▶ [What you should do]: Exactly those lines that run from the one containing "Put a point on the fender, one" through the last line of the entries below should be printed, and no others.

BEGIN Data provided

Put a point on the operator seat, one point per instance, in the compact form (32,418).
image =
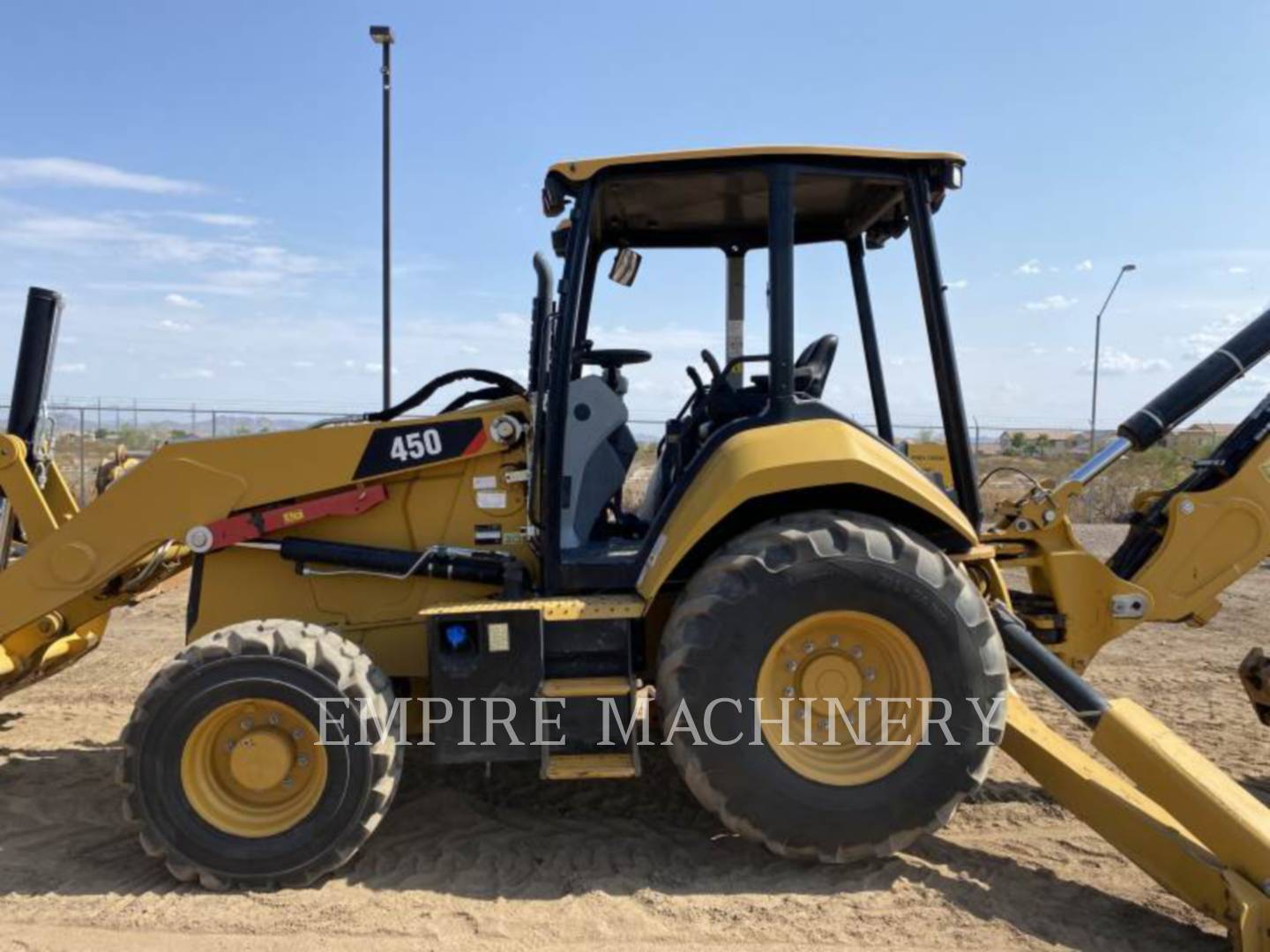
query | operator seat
(598,450)
(724,403)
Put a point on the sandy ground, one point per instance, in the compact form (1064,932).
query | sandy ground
(511,862)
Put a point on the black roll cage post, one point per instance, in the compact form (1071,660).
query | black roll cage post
(869,338)
(578,279)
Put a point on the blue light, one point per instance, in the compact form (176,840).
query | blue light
(456,636)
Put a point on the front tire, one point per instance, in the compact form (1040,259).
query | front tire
(841,605)
(224,776)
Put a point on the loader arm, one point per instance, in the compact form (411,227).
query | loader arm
(79,564)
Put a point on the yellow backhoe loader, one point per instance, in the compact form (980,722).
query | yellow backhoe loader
(830,632)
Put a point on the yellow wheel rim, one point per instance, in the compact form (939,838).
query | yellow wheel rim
(856,659)
(253,768)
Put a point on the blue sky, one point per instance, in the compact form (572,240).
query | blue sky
(201,181)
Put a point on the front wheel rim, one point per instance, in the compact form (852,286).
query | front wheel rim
(253,768)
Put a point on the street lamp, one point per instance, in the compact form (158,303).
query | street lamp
(1097,346)
(383,36)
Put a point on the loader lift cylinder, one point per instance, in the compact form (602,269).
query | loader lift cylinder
(34,363)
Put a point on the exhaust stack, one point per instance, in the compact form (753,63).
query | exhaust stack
(34,363)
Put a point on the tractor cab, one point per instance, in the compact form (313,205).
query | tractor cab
(738,204)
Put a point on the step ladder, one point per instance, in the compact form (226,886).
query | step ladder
(582,707)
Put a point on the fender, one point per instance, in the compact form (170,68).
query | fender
(785,458)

END Data provided

▶ [Your response]:
Put a point on the fender, one point per instance, in the compact form (170,68).
query | fender
(785,458)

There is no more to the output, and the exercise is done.